══ Stored records

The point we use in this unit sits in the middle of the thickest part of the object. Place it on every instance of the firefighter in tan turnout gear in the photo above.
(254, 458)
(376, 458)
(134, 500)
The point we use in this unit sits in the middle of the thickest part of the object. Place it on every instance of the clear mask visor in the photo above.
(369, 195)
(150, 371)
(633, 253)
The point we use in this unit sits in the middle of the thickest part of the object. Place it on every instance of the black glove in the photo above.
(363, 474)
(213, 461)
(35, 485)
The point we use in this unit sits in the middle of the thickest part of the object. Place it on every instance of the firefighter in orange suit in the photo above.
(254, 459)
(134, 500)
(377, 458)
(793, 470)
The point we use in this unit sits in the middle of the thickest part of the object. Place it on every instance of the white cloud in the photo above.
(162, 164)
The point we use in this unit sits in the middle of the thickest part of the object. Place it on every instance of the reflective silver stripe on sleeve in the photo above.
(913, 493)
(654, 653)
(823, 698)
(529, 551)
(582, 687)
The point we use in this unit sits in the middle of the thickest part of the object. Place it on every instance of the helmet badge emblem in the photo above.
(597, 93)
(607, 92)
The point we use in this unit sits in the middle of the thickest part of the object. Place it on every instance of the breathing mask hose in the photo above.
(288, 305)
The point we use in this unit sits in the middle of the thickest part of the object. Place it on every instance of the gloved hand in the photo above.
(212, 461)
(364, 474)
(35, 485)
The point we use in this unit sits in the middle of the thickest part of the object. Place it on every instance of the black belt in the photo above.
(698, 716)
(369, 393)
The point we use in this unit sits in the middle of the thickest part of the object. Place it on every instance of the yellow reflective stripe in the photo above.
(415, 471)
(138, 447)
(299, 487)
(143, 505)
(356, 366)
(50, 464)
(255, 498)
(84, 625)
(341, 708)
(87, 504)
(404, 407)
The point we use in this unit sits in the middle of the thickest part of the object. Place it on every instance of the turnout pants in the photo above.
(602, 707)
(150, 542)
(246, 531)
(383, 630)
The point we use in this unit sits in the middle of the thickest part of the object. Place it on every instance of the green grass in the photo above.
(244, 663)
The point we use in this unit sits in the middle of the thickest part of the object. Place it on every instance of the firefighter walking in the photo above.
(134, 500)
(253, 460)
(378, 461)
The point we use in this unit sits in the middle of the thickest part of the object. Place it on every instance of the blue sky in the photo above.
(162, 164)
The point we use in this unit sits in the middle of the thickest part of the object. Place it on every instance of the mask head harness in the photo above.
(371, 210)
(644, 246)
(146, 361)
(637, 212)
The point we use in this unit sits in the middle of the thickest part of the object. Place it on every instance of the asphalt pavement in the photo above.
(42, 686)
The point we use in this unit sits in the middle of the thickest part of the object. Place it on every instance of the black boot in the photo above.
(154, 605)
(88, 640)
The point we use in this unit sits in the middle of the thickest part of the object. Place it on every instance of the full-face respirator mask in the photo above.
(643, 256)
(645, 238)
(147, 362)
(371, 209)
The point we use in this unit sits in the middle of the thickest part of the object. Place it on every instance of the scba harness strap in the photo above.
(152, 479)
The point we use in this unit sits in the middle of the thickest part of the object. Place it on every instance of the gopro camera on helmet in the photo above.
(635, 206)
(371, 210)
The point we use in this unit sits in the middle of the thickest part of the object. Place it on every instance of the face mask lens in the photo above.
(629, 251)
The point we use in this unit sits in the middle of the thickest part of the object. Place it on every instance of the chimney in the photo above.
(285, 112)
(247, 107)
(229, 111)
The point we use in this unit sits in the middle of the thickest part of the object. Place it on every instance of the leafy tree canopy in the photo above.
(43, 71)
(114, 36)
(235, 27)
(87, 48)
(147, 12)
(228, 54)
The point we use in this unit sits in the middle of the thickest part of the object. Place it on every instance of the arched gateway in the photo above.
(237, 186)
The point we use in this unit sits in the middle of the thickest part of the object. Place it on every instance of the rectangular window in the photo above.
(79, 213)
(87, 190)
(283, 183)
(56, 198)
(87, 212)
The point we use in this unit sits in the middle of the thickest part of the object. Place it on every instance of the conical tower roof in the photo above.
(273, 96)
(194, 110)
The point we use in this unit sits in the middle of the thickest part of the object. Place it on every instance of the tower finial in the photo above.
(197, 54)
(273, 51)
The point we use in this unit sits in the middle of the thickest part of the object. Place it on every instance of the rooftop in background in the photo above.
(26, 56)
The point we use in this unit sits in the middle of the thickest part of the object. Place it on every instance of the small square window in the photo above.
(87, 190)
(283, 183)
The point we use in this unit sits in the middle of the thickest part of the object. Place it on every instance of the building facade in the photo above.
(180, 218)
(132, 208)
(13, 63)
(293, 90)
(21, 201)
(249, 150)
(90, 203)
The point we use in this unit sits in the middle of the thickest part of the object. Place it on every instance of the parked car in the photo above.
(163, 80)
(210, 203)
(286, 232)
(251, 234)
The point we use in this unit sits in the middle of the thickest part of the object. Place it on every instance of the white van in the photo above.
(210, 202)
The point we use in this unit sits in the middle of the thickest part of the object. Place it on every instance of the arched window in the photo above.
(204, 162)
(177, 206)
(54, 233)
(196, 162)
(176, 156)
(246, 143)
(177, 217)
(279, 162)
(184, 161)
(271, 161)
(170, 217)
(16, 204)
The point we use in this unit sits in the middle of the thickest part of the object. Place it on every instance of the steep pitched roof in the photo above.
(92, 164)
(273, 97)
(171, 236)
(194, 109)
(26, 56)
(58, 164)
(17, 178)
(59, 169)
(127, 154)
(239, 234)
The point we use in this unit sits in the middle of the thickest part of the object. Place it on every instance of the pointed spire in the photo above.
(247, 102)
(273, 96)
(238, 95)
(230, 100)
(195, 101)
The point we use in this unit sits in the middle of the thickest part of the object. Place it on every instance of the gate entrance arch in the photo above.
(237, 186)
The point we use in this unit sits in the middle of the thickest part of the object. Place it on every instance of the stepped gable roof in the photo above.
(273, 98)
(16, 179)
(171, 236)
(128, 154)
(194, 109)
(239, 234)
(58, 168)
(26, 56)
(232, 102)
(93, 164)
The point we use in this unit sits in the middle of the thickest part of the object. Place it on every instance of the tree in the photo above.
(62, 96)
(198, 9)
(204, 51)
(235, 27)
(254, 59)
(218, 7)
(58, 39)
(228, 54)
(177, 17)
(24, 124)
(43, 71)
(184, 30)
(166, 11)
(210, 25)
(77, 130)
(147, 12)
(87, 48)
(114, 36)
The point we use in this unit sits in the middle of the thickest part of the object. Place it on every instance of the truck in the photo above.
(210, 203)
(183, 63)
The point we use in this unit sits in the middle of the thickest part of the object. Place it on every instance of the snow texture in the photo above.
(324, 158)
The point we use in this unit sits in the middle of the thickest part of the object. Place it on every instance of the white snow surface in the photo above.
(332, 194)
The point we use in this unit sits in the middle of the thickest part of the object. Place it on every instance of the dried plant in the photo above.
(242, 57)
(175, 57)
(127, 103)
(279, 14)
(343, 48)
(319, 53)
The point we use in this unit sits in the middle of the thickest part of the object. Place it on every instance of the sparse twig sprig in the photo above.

════

> _Given task_
Rewrite every line of the material above as a numbered list, leaving out any blank lines.

> _The answer_
1. The point we use in this unit sits in the middle of the thickest part of the object. Place it on every instance of the firefighter in tan turnout gear in the photo above.
2. (254, 458)
3. (376, 458)
4. (134, 500)
5. The point we use in this unit sits in the middle of the thickest part of the object. Place it on every instance of the clear mask visor in the photo above.
6. (369, 195)
7. (150, 371)
8. (633, 253)
9. The point we use in this unit sits in the middle of the thickest part of the object. Place it on every instance of the black glove in the photo above.
10. (363, 474)
11. (213, 461)
12. (35, 485)
13. The point we use in this unit sits in the middle of the thickest part of the object. Place it on every instance of the firefighter in orange suit in the photo above.
14. (254, 459)
15. (134, 500)
16. (377, 458)
17. (793, 470)
18. The point we use in this unit sits in the middle of the thickest part of the object. Place it on every instance of the white cloud in the photo above.
19. (162, 164)
20. The point we use in this unit sits in the middle of the thickest part of the object. Place it on every instance of the reflective silver stripe on sleeve in the photo above.
21. (913, 493)
22. (654, 653)
23. (823, 698)
24. (529, 551)
25. (582, 687)
26. The point we use in this unit sits in the middle of the thickest part of the object. Place it on every instance of the helmet badge emblem in the photo above.
27. (597, 93)
28. (607, 92)
29. The point we use in this unit sits in the middle of the thickest part of the object. Place it on every instance of the breathing mask hose in the photo above.
30. (288, 305)
31. The point we use in this unit sits in the middle of the thickest part of the object. Place it on every instance of the gloved hand in the photo above.
32. (212, 461)
33. (364, 474)
34. (35, 485)
35. The point we use in this unit sits in the middle of the thickest part of the object. Place it on every instance of the black belt in the photo above.
36. (698, 716)
37. (369, 393)
38. The point we use in this unit sits in the middle of the thickest part of the object. Place it on every instance of the yellow reflective stripe in the photo above.
39. (415, 471)
40. (138, 447)
41. (299, 487)
42. (143, 505)
43. (356, 366)
44. (50, 464)
45. (255, 498)
46. (84, 625)
47. (341, 708)
48. (87, 504)
49. (404, 407)
50. The point we use in this unit sits in the middle of the thickest part of the object. Place it on every instance of the turnout pants in the photo above.
51. (602, 707)
52. (150, 542)
53. (246, 531)
54. (383, 630)
55. The point we use in this unit sits in the middle of the thickest part of the object. Place it on every instance of the green grass in the photo above.
56. (244, 663)
57. The point we use in this unit sits in the middle of the thickest part of the object. Place it on every instance of the firefighter walking in the photo above.
58. (134, 500)
59. (253, 460)
60. (378, 461)
61. The point we use in this unit sits in the middle of the thickest part of the object. Place it on every instance of the blue sky in the photo above.
62. (162, 164)
63. The point we use in this unit sits in the middle of the thickest part of the object. Place it on every instance of the mask head harness in the photo above.
64. (371, 210)
65. (644, 246)
66. (146, 361)
67. (637, 212)
68. The point we use in this unit sits in the middle of the thickest part of the object. Place it on every instance of the asphalt pavement in the photo above.
69. (42, 686)
70. The point we use in this unit sits in the middle of the thickest part of the object. Place it on every instance of the black boot in the photo above.
71. (154, 605)
72. (88, 640)
73. The point we use in this unit sits in the middle of the thickest part of the object. Place it on every instance of the full-face respirator mask in the photo above.
74. (643, 256)
75. (645, 238)
76. (147, 362)
77. (371, 209)
78. The point we use in this unit sits in the middle of the thickest part of the object. Place it on every instance of the scba harness strap in the photo above.
79. (152, 479)
80. The point we use in this unit sits in the middle of the thickest part of the object. Place it on every instance of the gopro camera on helmet in the photo above.
81. (635, 206)
82. (371, 210)
83. The point we use in this unit sits in the middle of the thickest part of the object. Place it on every instance of the face mask lens in the photo above.
84. (629, 251)
85. The point we use in this unit sits in the middle of the thickest part of the object. Place it on every instance of the chimney in the photo above.
86. (285, 112)
87. (247, 107)
88. (229, 111)
89. The point we use in this unit sits in the middle of the thickest part of the object. Place it on every instance of the leafy tree canopy in the photo above.
90. (43, 71)
91. (114, 36)
92. (235, 27)
93. (87, 48)
94. (147, 12)
95. (228, 54)
96. The point we use in this unit sits in the middle of the thickest part of the object. Place it on every instance of the arched gateway in the photo above.
97. (237, 186)
98. The point we use in this unit sits in the middle of the thickest part of the object. Place it on every instance of the rectangular window in the photo above.
99. (79, 213)
100. (87, 190)
101. (283, 183)
102. (56, 198)
103. (87, 212)
104. The point we use in this unit sits in the middle of the thickest part of the object. Place it on every instance of the conical tower roof in the photo above.
105. (273, 96)
106. (194, 110)
107. The point we use in this unit sits in the middle of the thickest part of the object. Place it on every instance of the tower finial in the photo above.
108. (197, 54)
109. (273, 51)
110. The point we use in this unit sits in the middle of the thickest part of the object. Place it on every instance of the rooftop in background in the photo above.
111. (26, 56)
112. The point we use in this unit sits in the middle of the thickest part of the object. Place it on every instance of the small square window in the photo above.
113. (87, 190)
114. (283, 183)
115. The point we use in this unit sits in the middle of the thickest part of the object. Place it on every instance of the building facade in the photo above.
116. (180, 218)
117. (132, 208)
118. (13, 63)
119. (293, 90)
120. (21, 201)
121. (249, 150)
122. (90, 203)
123. The point we use in this unit sits in the middle of the thickest part of the object. Place it on every instance of the parked car in the photo above.
124. (163, 80)
125. (210, 203)
126. (286, 232)
127. (251, 234)
128. The point we use in this unit sits in the middle of the thickest part of the object. Place it on every instance of the white van in the photo above.
129. (210, 202)
130. The point we use in this unit sits in the middle of the thickest part of the object. Place it on every instance of the arched window in the photo above.
131. (204, 162)
132. (177, 206)
133. (54, 233)
134. (196, 162)
135. (176, 156)
136. (246, 143)
137. (177, 217)
138. (279, 162)
139. (184, 161)
140. (271, 161)
141. (170, 217)
142. (16, 204)
143. The point we use in this unit sits in the middle of the thickest part of the object. Place it on every instance of the steep pitched roof in the photo above.
144. (92, 164)
145. (273, 97)
146. (171, 236)
147. (194, 109)
148. (26, 56)
149. (58, 164)
150. (17, 178)
151. (59, 169)
152. (127, 154)
153. (239, 234)
154. The point we use in this unit sits in the middle of the thickest part of the object. Place it on every instance of the pointed spire in the photo above.
155. (247, 102)
156. (273, 96)
157. (238, 95)
158. (230, 100)
159. (195, 101)
160. The point we use in this unit sits in the middle of the thickest part of the object. Place it on every instance of the gate entrance arch in the photo above.
161. (237, 186)
162. The point we use in this unit sits in the middle of the thickest part of the object. Place it on every instance of the stepped gable roof in the photo above.
163. (273, 98)
164. (16, 179)
165. (171, 236)
166. (128, 154)
167. (194, 109)
168. (239, 234)
169. (58, 168)
170. (26, 56)
171. (232, 102)
172. (93, 164)
173. The point we use in this unit sits in the middle of the thickest part of the object. Place it on every instance of the tree in the photo above.
174. (62, 96)
175. (198, 9)
176. (204, 51)
177. (235, 27)
178. (254, 59)
179. (218, 7)
180. (58, 39)
181. (228, 54)
182. (177, 17)
183. (24, 124)
184. (43, 71)
185. (184, 30)
186. (166, 11)
187. (210, 25)
188. (77, 130)
189. (147, 12)
190. (87, 48)
191. (114, 36)
192. The point we use in this unit sits in the middle of the thickest part of the object. Place it on every instance of the truck in the photo above.
193. (210, 203)
194. (183, 63)
195. The point we use in this unit sits in the middle of the thickest part of the object. Place it on every instance of the snow texture in the photo above.
196. (324, 158)
197. The point we use in this unit sits in the middle of the thickest part of the object. Place it on every instance of the white snow surface in the photo above.
198. (332, 194)
199. The point we use in this unit sits in the middle of the thickest part of the object. Place it on every instance of the dried plant in the photo above.
200. (242, 57)
201. (175, 57)
202. (127, 103)
203. (279, 14)
204. (343, 48)
205. (319, 53)
206. The point we use in this unit sits in the middle of the thickest part of the object. Place it on every instance of the sparse twig sprig in the photo above.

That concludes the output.